== Records for this exercise
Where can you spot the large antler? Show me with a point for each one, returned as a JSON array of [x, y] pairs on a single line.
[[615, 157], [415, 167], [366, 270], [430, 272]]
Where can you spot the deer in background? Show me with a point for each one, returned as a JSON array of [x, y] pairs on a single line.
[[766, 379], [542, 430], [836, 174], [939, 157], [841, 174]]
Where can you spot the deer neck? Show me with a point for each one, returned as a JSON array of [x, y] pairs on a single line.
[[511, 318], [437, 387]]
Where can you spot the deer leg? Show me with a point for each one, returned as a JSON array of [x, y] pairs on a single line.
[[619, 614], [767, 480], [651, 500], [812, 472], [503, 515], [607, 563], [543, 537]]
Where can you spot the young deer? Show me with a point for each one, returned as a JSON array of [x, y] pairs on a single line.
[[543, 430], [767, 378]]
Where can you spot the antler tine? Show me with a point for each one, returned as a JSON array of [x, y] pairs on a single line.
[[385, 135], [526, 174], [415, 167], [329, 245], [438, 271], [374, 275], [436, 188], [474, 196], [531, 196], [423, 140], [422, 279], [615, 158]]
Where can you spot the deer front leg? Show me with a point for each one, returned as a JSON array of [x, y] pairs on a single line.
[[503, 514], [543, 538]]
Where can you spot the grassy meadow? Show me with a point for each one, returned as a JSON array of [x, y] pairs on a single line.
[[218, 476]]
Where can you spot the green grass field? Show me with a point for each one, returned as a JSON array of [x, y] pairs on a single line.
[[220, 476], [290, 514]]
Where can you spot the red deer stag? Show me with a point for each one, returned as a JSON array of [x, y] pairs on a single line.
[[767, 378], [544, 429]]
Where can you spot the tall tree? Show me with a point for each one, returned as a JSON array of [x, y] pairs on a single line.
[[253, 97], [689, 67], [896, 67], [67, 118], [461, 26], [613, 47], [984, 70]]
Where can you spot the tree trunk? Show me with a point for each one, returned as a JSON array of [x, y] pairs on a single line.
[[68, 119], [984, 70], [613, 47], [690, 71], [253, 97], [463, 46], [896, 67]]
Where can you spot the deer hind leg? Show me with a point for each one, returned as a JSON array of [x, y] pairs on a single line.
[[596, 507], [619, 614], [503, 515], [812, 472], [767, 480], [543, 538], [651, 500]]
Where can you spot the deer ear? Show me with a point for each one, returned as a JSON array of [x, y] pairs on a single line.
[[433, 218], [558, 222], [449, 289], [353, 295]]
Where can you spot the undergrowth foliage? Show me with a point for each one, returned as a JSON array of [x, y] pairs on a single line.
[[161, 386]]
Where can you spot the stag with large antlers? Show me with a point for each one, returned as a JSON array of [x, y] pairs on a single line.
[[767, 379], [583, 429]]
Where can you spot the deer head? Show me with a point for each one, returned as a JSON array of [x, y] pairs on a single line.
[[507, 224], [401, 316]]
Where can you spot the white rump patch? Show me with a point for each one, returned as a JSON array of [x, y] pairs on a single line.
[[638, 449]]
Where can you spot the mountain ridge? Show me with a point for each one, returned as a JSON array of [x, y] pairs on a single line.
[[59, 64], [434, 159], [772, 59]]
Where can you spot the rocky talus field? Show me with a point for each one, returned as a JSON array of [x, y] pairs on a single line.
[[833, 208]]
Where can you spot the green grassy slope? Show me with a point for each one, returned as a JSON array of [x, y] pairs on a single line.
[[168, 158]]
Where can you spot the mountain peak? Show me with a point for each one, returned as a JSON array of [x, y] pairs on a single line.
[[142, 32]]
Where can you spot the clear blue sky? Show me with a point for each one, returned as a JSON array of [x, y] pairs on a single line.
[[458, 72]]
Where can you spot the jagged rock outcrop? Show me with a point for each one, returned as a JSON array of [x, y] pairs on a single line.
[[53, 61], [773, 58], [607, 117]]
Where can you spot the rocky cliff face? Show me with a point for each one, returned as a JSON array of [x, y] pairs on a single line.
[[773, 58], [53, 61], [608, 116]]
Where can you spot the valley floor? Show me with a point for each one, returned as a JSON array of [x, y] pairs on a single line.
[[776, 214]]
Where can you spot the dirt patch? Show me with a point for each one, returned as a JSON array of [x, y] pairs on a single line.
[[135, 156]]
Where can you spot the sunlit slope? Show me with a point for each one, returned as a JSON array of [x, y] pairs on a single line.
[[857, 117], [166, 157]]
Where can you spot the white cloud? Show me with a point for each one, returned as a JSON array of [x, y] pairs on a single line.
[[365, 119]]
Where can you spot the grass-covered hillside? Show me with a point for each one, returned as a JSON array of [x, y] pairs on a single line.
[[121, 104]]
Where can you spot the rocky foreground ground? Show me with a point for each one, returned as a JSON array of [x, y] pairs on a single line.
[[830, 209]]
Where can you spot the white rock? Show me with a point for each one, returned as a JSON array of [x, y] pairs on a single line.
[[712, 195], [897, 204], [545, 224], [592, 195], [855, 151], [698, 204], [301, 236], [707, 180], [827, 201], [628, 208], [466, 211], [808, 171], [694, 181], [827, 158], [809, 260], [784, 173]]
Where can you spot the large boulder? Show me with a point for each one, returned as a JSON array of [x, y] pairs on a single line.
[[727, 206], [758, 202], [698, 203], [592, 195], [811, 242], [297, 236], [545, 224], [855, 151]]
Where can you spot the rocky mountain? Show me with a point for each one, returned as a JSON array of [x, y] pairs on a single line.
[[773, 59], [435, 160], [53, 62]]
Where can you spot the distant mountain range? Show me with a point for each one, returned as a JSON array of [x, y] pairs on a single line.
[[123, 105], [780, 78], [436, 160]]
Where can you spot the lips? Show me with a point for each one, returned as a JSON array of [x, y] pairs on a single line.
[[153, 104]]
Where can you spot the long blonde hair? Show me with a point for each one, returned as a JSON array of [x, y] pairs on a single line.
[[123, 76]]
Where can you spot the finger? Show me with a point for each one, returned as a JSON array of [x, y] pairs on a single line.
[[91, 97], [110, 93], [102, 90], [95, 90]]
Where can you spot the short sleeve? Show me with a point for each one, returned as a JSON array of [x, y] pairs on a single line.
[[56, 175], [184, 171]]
====
» What you need to do
Copy every one of the rows above word for word.

» Response below
Where can you spot the large antler? Show me with a point for each one, returned as a JSON array of [x, y] pairs on a single line.
[[615, 157], [415, 167], [366, 270], [430, 272]]
Where can you spot the deer in background? Show me with a point for each one, returned as a JSON array of [x, y] pairs on a single line.
[[766, 379], [542, 430], [836, 174], [939, 157], [841, 174]]
Where can you spot the deer neck? Show me with a point for each one, returned as a JSON array of [x, y] pairs on a single line.
[[511, 318], [437, 387]]
Where can you spot the deer leg? Show me with a point for each one, returned as a JSON array of [x, y] pairs on a single line.
[[619, 614], [767, 480], [651, 500], [812, 472], [503, 515], [607, 563], [543, 537]]
Where can you spot the young deer? Show me with a point for each one, returned as a JSON array of [x, y] pairs on a single line.
[[543, 430], [767, 378]]
Where can you spot the antler tine? Show me with a point for each one, returned as a JSON array of [x, y] pairs on a single line.
[[385, 135], [526, 174], [415, 167], [329, 245], [438, 271], [374, 275], [436, 188], [474, 196], [531, 196], [423, 140], [422, 279], [615, 158]]
Where can you spot the deer front leg? Show me with a point for each one, returned as a JSON array of [x, y] pairs on a single line.
[[503, 514], [543, 538]]
Where can you spot the grassy meadow? Show me with a point for each one, returned as a JSON array of [x, y] pairs on a single line.
[[218, 476]]
Where can you spot the green grass field? Show me with a point for each one, returned as a JSON array of [x, y] pairs on a single line.
[[220, 476], [290, 514]]
Where can you spot the red deer stag? Show me with a point for each one, returned as a JSON array of [x, y] pairs on a single line.
[[767, 378], [544, 429]]
Where can you spot the tall tree? Show me with a point for each one, returned as a JSON array of [x, y] pairs on a single line.
[[253, 97], [689, 67], [896, 67], [67, 118], [461, 26], [613, 47], [984, 70]]
Where can you spot the tree trunk? Show me with a point for each one, returned as a JSON array of [x, y] pairs on a single line.
[[68, 119], [984, 70], [613, 47], [690, 71], [253, 97], [463, 46], [896, 67]]
Where can you spot the deer hind leg? Show me with a point for each one, returned as a JSON array of [x, y] pairs on a single line.
[[596, 507], [619, 614], [503, 515], [812, 472], [767, 480], [543, 538], [651, 500]]
Where can you spot the deer ear? Show me with a point for each one, returned as a JSON array of [x, y] pairs on a single line.
[[433, 218], [558, 222], [449, 289], [353, 295]]
Where can you spot the undergrowth foliage? Show me with a point for each one, returned as a JSON array of [x, y] pairs on a single line.
[[161, 386]]
Where can you spot the stag with large antlers? Show me with a point for each one, returned as a JSON array of [x, y] pairs on a single line.
[[767, 379], [583, 429]]
Where can you spot the deer head? Show me with a point for each one, returned as a JSON array of [x, y] pairs on a single line.
[[507, 224], [401, 316]]
Where can you spot the white rump patch? Show me with a point for each one, returned as a JSON array of [x, y] pairs on a single line.
[[638, 449]]
Where can you spot the mountain ridge? Show me with a point for each one, returned as a JSON array of [x, y] pairs on a single line.
[[59, 64], [434, 159], [772, 59]]
Where can you spot the rocky talus field? Show me with a point for each one, returned as a JSON array of [x, y] pairs on a single line.
[[833, 208]]
Where can you spot the green grassy slope? Show me with a point for each one, returned as a JSON array of [x, y] pairs on a single line.
[[168, 158]]
Where can you spot the mountain peak? Show me with a point for each one, returned as a JSON array of [x, y] pairs on a single line.
[[142, 32]]
Where can you spot the clear blue sky? Show me with a point for each one, returned as a JSON array of [x, y] pairs on a single line.
[[458, 72]]
Where can you spot the jagged rock outcrop? Show me with a point for each one, returned as a JSON array of [x, y] pairs on a single line.
[[53, 61], [773, 58], [607, 117]]
Where can you spot the rocky cliff face? Show me with a point for each one, returned as a JSON array of [x, y] pairs on a single line.
[[773, 58], [53, 61], [608, 116]]
Where can you spot the valley floor? Show me with a point for each one, returned as a JSON array of [x, y] pairs on a single line.
[[776, 214]]
Where can you spot the dirt patch? Show me with a point for each one, returned as a JSON array of [x, y] pairs on a single line.
[[135, 156]]
Where can you spot the sunlit slope? Show me with a point for each one, returned as a JSON array of [x, y] pairs on a single line.
[[857, 117], [166, 157]]
Where can you spot the white cloud? Show me with a point for each one, returned as a JSON array of [x, y] pairs on a single line.
[[365, 119]]
Where can you spot the grass-covered hillside? Show me with a point for each one, returned as a JSON array of [x, y] pairs on a single line.
[[121, 104]]
Where can you spot the rocky foreground ground? Show me with a point for each one, returned as a JSON array of [x, y] pairs on a single line.
[[830, 209]]
Where can you spot the white rock? Show me with a point for each one, returned as a JSON array of [x, y] pairs on a single line.
[[712, 195], [897, 204], [545, 224], [592, 195], [855, 151], [698, 204], [301, 236], [707, 180], [827, 201], [628, 208], [466, 211], [808, 171], [694, 181], [827, 158], [809, 260], [784, 173]]
Where can you spot the large boulder? Show me with a point for each one, returned as a JSON array of [x, y] pairs on a single line.
[[727, 206], [758, 202], [698, 203], [592, 195], [811, 242], [297, 236], [545, 224], [855, 151]]
Where can you spot the rocky mountain? Show me with a point for each one, returned as a JSON array of [x, y] pairs on a single line.
[[773, 59], [435, 160], [53, 62]]
Where can you spot the distant mountain range? Show me with a point for each one, returned as a JSON array of [x, y] pairs on a single line.
[[123, 105], [780, 78], [436, 160]]
Where can you spot the lips? Show me with a point for each one, returned as a JSON array of [x, y] pairs on a single line.
[[153, 104]]
Where can you spot the long blonde hair? Show me with a point for each one, returned as a JSON array of [x, y] pairs on a single line.
[[123, 76]]
Where can you spot the finger? Show me with a point for each one, returned as a JSON array of [x, y] pairs on a single line.
[[91, 97], [110, 93], [102, 90], [95, 90]]
Where can you spot the short sleeve? Show me with a point for each one, returned as a JSON array of [x, y] pairs on a single line.
[[56, 175], [184, 171]]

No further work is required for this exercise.